▶ **Given passage**
= = = = = = =
Data overlays are perhaps the most insidious of all data warehousing issues. A data overlay is exactly what it sounds like–an existing demographic record with a distinct unique identifier is updated to a completely different demographic record but with the SAME unique identifier. .
The problem is mostly perceptive. When hospitals and data administrators claim that a unique identifier is unique, they expect it to be so. From a business standpoint, teams don’t investigate whether source systems might be overwriting records because they don’t really see the problem until sometime after the overlay has occurred.
Even then, the complexity of root cause may be hidden for quite some time.
What makes overlays especially tricky in terms of centralized hub management is the ability to conceptualize how records in an entity continue to maintain a link when they are obviously different. Without the proper information, human judgment takes a beating on this one.
Consider the following example:
A user, who we’ll call Steven, works in the billing department of a hospital. He types in the demographic information on a new patient named Mary Johnson who, along with other identifying information is also assigned a unique patient identifier.
Some days later, Steven receives billing information for a new patient, John Smith. For any number of reasons, either human or technological, this record is given the same unique identifier as Mary Johnson. Thus, instead of a patient addition, a patient update has been performed.
When the record arrives in the data warehousing for processing with the patient’s other profile data, the first record—Mary Johnson—is overwritten with demographics for John Smith. And this is where the insidiousness begins. Linking overtop of John Smith’s information in the entity management system is the rest of the data that formerly linked with Mary Johnson such as lab records, pharmacy information, and any other identifiers that were tied and linked to the former Mary Johnson record.
Just because an overlay of information has occurred does NOT mean that the records are smart enough to disentangle themselves based on the new attributes. In fact, we often change multiple attributes at once such as moving address and phone numbers. Would we really want to create a new identity after this data had separated?
= = = = = = =
▶ **Task requirements**
**a)** In the passage on data overlays, what happens to Mary Johnson's record when it reaches the data warehouse?
**b)** Extend the passage on data overlays, picking up after its final sentence.
= = = = = = =
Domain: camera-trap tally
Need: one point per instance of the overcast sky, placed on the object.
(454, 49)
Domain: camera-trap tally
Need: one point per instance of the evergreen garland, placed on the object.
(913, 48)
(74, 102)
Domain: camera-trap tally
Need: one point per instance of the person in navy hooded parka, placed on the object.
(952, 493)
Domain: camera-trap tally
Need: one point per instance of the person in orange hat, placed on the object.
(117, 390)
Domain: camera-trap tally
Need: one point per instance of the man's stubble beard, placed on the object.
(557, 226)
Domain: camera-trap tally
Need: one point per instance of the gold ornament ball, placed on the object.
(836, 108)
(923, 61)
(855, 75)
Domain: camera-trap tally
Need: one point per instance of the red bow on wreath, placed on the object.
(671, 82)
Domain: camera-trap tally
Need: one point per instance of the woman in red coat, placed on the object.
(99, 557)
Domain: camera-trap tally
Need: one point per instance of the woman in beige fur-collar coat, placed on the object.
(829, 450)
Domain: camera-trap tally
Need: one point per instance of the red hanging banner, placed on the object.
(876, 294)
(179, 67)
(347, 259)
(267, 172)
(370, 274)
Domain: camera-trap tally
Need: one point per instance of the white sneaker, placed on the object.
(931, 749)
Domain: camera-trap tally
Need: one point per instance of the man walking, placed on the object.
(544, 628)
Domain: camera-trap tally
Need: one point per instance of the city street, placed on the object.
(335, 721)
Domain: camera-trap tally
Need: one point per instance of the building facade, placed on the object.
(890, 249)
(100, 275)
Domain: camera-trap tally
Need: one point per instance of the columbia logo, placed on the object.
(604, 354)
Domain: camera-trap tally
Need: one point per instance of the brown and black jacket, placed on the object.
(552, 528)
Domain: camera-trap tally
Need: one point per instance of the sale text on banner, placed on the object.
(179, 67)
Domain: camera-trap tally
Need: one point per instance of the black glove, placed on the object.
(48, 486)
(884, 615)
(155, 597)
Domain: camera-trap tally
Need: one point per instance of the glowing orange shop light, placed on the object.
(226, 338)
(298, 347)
= = = = = = =
▶ **Answers by item number**
**a)** It is overwritten with the demographics for John Smith.

**b)**
Nevertheless, it’s the unintentional impacts that cause the real trouble. In this case, as billing administrators attempt to pull Mary Johnson’s profile, a John Smith record will also crop up in the mix, leading to a great deal of confusion, finger-pointing, and even blame against the software itself.
Data overlays wreak havoc because teams don’t know where to look or what to fix. At first blush, it may looks like the data warehouse is the culprit, but unless data analysts can inspect the full history of the records in question—when did Mary Johnson “become” John Smith?—teams should avoid jumping to conclusions.
The best types of software have a way of detecting overlay issues and have defined methods for unraveling them. These remediation efforts are limited to records only within the centralized hub, however, and are relevant only after the data has settled. Treating the symptoms on the data warehouse does not address the root causes and without going back to the source, these types of data errors may occur again, perhaps frequently. The old adage rings true once again: “an ounce of prevention is worth a pound of cure.”
In summary, if data in a warehouse joins together for incompatible records, you may have an overlay issue on your hands. Stay focused, be persistent, and work hard at being a great data detective.